### OBJECTIVE
Gather every line in the material below that contains the string "wheel". Case counts.
================
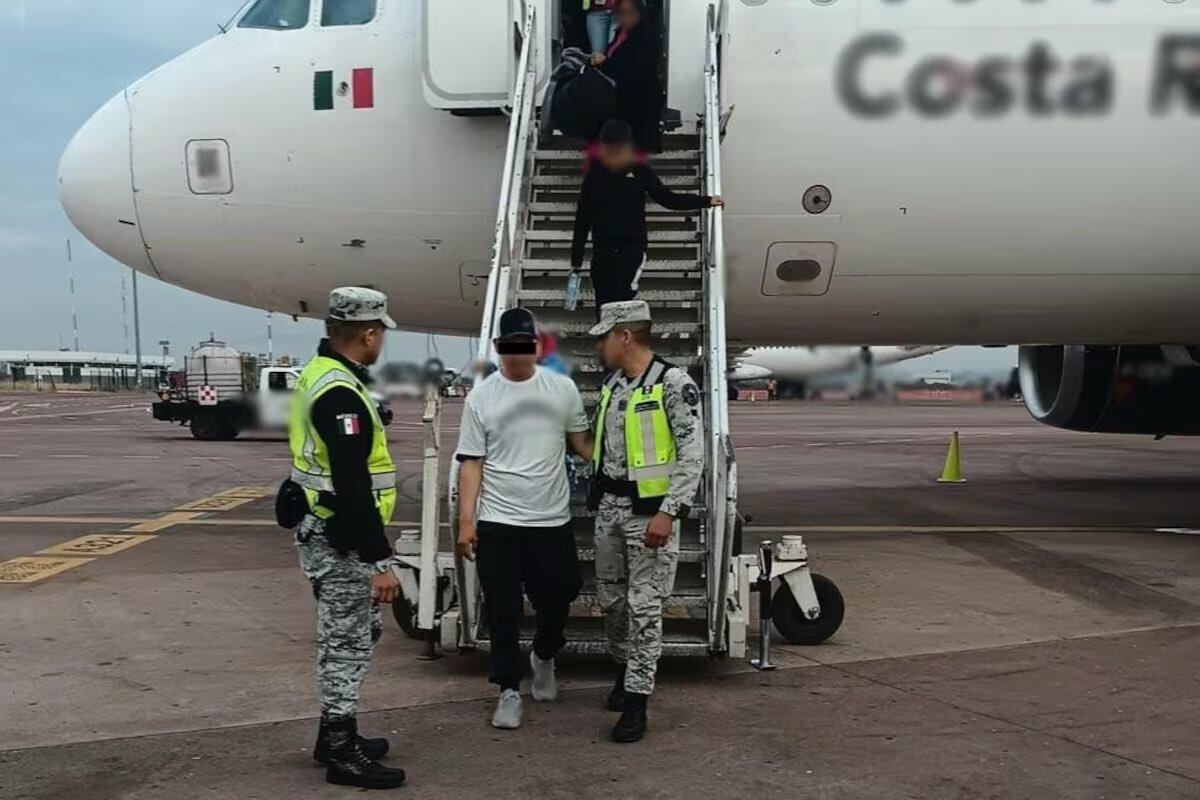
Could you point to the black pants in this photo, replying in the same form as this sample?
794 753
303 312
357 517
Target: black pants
613 269
544 560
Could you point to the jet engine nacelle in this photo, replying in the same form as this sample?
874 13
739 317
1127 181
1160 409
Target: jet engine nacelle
1153 390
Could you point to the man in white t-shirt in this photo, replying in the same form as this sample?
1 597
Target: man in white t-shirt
514 506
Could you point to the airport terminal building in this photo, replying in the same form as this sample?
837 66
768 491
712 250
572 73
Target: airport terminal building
76 368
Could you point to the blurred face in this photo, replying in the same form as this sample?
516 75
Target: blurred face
611 347
627 16
519 362
617 156
372 343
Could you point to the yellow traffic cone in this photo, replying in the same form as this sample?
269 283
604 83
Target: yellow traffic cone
952 473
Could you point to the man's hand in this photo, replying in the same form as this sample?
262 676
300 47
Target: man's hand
468 540
384 587
659 531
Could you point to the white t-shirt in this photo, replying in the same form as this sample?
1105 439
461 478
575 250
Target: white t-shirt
520 429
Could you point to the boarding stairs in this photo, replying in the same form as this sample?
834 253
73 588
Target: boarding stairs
682 281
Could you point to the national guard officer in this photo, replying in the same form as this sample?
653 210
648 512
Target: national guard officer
647 459
340 458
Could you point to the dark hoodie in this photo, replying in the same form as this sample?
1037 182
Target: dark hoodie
612 206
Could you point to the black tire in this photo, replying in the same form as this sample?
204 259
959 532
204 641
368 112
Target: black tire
799 630
208 426
406 613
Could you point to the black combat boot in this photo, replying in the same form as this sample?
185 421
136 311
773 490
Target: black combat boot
373 749
631 725
617 696
349 767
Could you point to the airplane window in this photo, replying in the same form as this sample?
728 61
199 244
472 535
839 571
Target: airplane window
347 12
276 14
209 170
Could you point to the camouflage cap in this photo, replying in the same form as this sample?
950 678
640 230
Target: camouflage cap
621 313
359 305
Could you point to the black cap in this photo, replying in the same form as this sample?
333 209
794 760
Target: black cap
517 324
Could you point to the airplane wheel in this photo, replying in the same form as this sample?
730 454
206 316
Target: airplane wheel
406 613
798 629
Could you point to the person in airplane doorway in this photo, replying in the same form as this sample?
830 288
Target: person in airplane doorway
599 24
612 210
633 60
647 462
514 507
343 491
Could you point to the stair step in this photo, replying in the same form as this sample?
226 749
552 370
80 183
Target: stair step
541 223
691 181
669 142
575 168
657 158
587 296
563 265
540 235
683 645
568 209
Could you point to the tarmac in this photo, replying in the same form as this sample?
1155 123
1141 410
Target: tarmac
1031 633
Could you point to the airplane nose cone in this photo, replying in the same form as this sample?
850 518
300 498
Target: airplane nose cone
96 185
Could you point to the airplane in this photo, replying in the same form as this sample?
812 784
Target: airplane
1001 173
803 364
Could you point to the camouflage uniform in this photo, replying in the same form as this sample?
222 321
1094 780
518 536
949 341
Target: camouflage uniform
348 621
634 579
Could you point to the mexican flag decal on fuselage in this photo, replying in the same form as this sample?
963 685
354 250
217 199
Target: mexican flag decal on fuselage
329 94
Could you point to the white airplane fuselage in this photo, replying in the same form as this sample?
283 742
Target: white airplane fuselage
996 173
803 364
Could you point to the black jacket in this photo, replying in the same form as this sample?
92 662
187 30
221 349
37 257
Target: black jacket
634 66
612 206
347 428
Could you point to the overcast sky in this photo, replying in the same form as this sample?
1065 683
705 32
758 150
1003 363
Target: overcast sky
61 60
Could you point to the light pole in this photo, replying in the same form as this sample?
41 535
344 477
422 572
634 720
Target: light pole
137 329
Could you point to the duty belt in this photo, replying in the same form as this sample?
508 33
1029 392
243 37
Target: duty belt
379 481
616 487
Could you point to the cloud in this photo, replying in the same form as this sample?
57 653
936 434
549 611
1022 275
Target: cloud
17 239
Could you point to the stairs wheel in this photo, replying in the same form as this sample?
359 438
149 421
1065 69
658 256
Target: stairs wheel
406 613
799 630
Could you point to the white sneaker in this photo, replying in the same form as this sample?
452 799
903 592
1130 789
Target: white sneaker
545 684
508 710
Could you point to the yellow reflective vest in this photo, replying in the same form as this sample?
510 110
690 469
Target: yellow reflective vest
310 456
649 443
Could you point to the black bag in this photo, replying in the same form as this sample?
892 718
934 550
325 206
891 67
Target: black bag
583 103
291 504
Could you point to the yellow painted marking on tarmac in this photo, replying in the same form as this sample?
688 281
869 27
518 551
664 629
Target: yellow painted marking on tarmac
941 529
162 523
75 521
228 500
31 569
96 545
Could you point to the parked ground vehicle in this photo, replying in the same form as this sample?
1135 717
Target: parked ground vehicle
225 392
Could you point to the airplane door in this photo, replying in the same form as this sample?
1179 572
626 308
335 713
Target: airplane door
471 48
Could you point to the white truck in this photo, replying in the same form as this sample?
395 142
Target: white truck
222 392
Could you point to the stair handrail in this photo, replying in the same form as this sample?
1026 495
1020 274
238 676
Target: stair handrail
508 217
721 500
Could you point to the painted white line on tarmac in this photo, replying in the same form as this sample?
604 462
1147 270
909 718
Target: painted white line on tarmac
57 416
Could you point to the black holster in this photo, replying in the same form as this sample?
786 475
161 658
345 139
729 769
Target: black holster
291 504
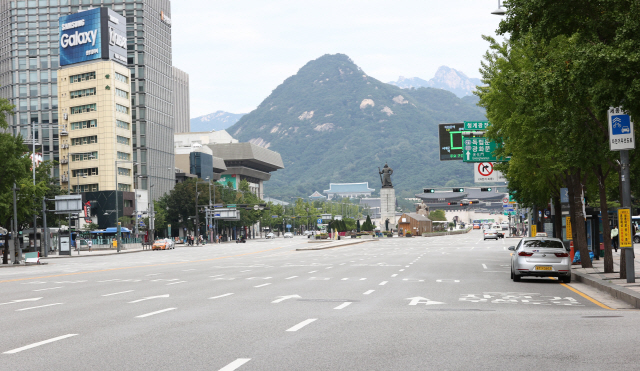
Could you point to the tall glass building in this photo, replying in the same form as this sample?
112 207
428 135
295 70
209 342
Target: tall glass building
29 43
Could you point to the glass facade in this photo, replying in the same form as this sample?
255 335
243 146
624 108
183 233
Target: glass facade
29 44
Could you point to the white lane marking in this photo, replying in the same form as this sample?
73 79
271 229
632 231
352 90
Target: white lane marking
173 283
149 298
283 298
20 301
156 312
301 324
235 364
41 306
17 350
50 288
343 305
221 296
118 293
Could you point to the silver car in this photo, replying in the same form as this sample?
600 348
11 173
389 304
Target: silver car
540 257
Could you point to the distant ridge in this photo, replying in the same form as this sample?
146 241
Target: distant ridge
219 120
446 78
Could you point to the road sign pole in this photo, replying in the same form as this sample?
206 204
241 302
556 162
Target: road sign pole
626 202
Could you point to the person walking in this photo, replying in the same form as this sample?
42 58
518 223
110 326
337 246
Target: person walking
614 238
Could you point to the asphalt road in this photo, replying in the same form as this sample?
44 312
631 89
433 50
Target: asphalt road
443 303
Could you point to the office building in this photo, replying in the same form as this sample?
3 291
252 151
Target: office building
181 106
29 62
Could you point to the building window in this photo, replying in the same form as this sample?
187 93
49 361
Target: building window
84 140
82 93
82 77
123 140
122 94
84 156
124 156
122 78
122 124
84 124
83 109
84 172
122 109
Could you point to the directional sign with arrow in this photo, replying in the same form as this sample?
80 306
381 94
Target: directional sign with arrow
149 298
283 298
420 300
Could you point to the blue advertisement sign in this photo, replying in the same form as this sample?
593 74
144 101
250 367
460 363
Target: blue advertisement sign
80 37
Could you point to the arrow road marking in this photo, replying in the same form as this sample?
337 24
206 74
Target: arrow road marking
283 298
20 301
17 350
420 300
149 298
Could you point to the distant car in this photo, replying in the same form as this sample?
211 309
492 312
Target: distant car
540 257
490 233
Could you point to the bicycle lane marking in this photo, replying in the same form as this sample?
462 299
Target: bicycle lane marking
139 266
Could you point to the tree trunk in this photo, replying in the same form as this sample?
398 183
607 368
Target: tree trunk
557 206
579 228
606 229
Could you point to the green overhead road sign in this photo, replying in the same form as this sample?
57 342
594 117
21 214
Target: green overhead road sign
475 125
479 150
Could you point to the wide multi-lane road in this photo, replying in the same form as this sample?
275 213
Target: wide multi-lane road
395 304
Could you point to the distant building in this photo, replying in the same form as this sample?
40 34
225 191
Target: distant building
316 196
348 190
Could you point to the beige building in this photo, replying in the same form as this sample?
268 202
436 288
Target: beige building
95 111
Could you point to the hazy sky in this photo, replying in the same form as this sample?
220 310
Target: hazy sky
237 52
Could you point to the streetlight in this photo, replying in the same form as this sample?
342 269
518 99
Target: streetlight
499 11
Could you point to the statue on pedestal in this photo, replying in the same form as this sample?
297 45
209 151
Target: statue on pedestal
385 176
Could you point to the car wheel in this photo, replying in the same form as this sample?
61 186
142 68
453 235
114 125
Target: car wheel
516 278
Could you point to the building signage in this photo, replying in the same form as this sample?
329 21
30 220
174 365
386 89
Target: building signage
164 18
624 227
484 172
95 34
621 135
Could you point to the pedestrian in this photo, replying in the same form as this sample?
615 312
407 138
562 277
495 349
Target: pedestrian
614 238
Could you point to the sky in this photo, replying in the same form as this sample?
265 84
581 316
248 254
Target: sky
237 52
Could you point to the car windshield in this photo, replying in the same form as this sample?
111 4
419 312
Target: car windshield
550 244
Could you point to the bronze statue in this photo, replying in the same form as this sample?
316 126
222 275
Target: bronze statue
385 176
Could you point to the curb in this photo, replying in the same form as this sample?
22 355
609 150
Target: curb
333 247
621 293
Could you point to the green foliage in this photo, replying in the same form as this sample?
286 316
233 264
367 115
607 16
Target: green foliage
342 142
437 216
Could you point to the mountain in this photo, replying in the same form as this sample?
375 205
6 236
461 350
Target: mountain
446 78
331 122
219 120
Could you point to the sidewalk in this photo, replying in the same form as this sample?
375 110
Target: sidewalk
610 282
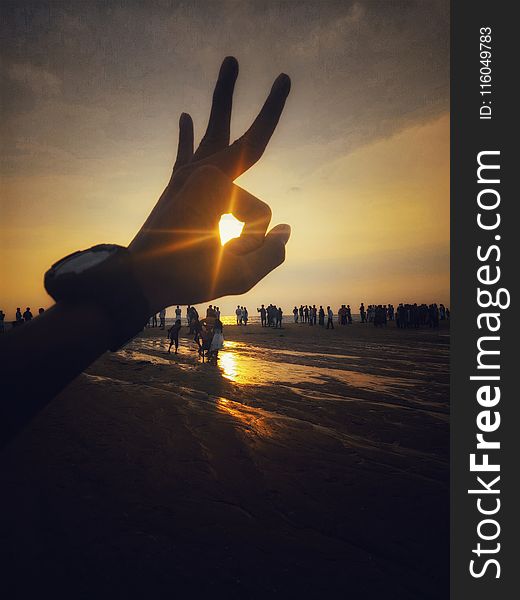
================
### OUTPUT OF THE TASK
Could you point to the airplane wheel in this photo, replying in the same form as this sample?
Target: airplane wheel
Could you point to the stairs wheel in this photo, replying in the same form as this sample?
Target: stairs wheel
Could you point to the car wheel in this photo, replying in the same form as this sample?
Target: car wheel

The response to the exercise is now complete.